──────── Information given

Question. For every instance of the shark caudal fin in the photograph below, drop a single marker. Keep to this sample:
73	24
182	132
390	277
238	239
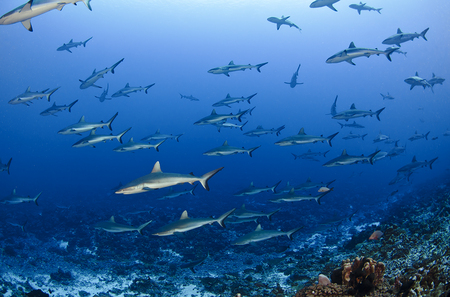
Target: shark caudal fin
148	87
423	33
292	232
36	198
329	138
258	66
108	124
205	177
222	218
50	93
71	104
142	227
250	151
119	137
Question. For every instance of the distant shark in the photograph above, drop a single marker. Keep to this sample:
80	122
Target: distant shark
25	12
158	179
111	226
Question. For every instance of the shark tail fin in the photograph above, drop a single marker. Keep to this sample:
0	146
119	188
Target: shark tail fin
292	232
119	137
269	216
72	104
36	198
108	124
250	151
258	66
377	113
148	87
50	93
205	177
329	138
8	164
143	226
158	144
423	33
222	218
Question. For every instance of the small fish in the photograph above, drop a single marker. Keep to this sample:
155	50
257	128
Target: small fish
376	235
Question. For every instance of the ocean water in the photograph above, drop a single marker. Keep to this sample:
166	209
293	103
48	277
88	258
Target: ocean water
173	44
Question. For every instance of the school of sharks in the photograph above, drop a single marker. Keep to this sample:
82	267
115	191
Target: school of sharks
261	154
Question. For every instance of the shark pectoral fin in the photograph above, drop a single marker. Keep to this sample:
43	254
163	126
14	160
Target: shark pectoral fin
27	25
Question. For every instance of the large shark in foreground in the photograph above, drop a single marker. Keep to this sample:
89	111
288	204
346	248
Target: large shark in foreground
185	224
25	12
353	52
259	235
231	67
96	75
158	179
111	226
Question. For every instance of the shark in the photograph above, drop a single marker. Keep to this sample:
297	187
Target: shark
5	167
185	224
226	150
216	118
346	159
418	136
243	213
25	12
293	81
353	112
158	179
353	52
55	108
282	21
252	190
111	226
133	146
96	75
303	138
362	6
231	67
93	139
190	97
261	131
71	44
104	94
388	96
354	136
401	37
230	100
158	136
27	96
83	126
259	235
322	3
416	80
13	198
293	197
127	90
173	194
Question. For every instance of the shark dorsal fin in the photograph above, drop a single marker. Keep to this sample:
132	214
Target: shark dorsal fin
184	216
156	167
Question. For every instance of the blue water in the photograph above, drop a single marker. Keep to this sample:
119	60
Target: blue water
173	44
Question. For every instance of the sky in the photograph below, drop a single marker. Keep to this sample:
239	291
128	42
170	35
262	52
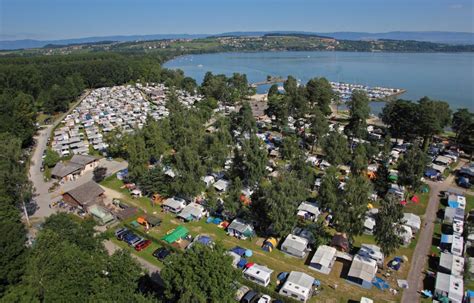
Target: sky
61	19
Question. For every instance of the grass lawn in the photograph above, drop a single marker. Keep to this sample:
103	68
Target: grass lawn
276	260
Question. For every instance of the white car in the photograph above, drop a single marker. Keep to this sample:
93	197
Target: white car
265	299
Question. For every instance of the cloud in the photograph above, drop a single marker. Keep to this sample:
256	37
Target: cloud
456	6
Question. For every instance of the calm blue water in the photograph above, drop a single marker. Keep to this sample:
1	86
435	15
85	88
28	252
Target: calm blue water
448	77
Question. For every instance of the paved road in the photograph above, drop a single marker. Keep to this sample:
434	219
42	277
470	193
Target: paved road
151	269
42	196
423	246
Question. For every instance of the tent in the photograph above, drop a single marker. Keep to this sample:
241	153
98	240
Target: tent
176	234
269	244
380	284
239	250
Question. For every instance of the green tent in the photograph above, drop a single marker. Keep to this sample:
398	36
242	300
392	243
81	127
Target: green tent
178	233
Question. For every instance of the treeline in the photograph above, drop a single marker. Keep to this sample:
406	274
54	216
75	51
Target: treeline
50	83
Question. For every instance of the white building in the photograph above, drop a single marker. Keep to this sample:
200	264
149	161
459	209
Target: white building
258	274
298	286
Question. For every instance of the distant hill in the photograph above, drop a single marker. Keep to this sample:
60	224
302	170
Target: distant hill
437	37
29	43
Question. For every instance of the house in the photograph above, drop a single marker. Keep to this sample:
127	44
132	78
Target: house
240	229
323	259
373	252
449	286
192	212
406	234
452	214
77	166
84	195
362	271
295	246
340	242
101	214
308	211
258	274
413	221
176	234
66	172
369	225
451	264
174	205
452	243
298	286
221	185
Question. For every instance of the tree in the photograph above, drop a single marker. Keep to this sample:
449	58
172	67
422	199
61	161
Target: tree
319	126
250	161
388	222
401	117
434	116
359	111
462	121
276	205
411	168
278	107
328	191
320	94
51	158
290	147
68	261
189	171
18	116
336	148
273	91
349	214
232	203
359	160
201	274
99	173
244	121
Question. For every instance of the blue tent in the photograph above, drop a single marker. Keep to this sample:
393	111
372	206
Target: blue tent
282	276
242	263
431	173
445	238
204	240
380	284
239	250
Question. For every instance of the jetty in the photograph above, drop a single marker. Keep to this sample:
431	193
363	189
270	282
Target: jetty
270	80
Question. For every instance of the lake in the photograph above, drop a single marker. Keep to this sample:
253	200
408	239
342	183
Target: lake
440	76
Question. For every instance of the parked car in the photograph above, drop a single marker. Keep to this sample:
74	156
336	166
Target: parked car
120	231
142	245
265	299
239	294
161	253
250	297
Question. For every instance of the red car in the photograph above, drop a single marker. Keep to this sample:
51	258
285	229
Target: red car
142	245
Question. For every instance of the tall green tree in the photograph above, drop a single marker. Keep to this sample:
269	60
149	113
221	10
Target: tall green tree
388	222
359	111
319	126
276	205
336	148
320	93
250	161
412	167
202	274
350	211
463	120
328	197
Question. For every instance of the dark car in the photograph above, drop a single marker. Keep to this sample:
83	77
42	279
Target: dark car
121	236
250	297
161	253
142	245
120	231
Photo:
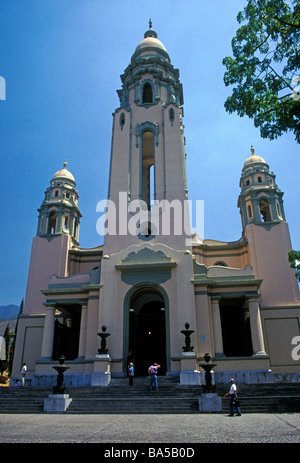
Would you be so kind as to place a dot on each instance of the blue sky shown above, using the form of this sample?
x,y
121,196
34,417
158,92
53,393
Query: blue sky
x,y
62,61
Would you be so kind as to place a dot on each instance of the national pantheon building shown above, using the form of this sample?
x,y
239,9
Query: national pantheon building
x,y
153,289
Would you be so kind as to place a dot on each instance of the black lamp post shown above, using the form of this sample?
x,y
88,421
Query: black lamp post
x,y
208,367
61,368
187,333
103,336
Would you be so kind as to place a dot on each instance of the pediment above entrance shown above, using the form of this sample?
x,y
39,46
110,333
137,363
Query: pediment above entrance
x,y
146,265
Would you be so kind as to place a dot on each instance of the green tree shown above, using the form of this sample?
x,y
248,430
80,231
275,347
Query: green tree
x,y
294,259
264,69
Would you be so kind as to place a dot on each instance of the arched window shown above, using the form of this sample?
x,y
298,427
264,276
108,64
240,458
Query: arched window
x,y
172,115
147,93
220,263
52,223
264,210
122,120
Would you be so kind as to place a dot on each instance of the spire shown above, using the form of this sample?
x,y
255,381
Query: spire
x,y
150,32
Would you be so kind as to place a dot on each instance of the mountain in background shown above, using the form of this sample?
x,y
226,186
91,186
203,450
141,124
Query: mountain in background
x,y
9,312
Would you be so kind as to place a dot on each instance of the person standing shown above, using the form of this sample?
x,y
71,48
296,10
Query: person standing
x,y
233,398
24,373
131,373
152,371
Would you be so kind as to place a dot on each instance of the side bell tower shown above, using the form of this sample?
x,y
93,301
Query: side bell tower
x,y
57,233
266,231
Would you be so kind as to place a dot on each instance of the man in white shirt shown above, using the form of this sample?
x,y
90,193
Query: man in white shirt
x,y
233,398
24,373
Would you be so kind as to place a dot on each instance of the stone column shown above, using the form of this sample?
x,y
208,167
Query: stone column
x,y
256,327
218,338
48,335
82,335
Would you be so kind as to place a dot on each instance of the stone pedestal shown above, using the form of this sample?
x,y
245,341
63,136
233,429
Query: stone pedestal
x,y
101,375
210,403
189,375
57,403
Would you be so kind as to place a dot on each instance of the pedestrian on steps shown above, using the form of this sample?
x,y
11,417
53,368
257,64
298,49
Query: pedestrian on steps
x,y
131,373
152,371
234,402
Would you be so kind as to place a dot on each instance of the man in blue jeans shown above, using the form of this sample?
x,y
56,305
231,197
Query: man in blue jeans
x,y
233,398
153,374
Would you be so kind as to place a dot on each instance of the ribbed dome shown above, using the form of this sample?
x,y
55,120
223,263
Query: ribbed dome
x,y
64,173
254,158
151,42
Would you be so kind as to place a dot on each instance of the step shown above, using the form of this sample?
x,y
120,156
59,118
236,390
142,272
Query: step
x,y
171,397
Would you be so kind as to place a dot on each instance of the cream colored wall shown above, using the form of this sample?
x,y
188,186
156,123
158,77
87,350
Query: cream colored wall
x,y
213,252
280,326
47,258
179,288
269,258
28,343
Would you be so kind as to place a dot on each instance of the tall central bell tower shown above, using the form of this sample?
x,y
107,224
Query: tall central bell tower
x,y
148,153
147,294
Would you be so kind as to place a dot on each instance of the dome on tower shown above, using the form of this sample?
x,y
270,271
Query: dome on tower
x,y
151,42
63,173
253,158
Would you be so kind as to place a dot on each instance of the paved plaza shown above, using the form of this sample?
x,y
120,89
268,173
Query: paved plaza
x,y
150,429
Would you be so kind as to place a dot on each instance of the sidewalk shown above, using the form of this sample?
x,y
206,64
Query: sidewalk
x,y
155,429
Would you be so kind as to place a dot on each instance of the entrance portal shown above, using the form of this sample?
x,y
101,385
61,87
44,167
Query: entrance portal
x,y
147,332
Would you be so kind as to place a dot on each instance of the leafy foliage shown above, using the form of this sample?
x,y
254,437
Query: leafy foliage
x,y
265,67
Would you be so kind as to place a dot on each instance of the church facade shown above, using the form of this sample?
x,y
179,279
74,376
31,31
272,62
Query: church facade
x,y
152,282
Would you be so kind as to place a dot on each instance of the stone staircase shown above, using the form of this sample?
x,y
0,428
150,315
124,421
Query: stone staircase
x,y
171,397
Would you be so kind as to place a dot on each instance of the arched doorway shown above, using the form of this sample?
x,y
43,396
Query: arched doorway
x,y
147,330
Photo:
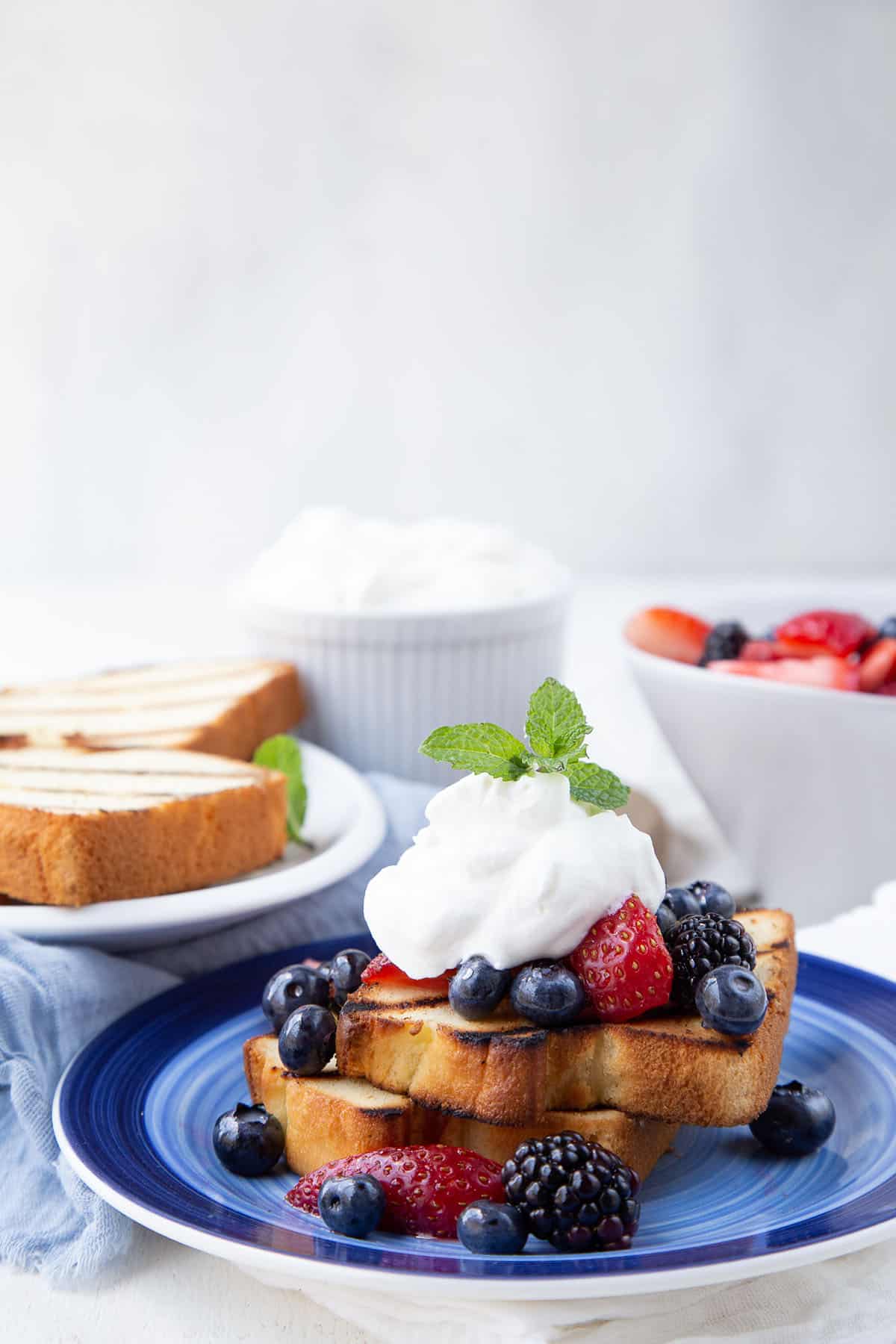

────────────────

Brief:
What is needed is every line of the records that contains the word "below".

Result for this exercise:
Question. For every instance of the shark caudal fin in the photograph below, drop a single marker. Keep to this sample:
Question. For every instance of the sky in the photograph below, drop a single marker. Keep to this sample:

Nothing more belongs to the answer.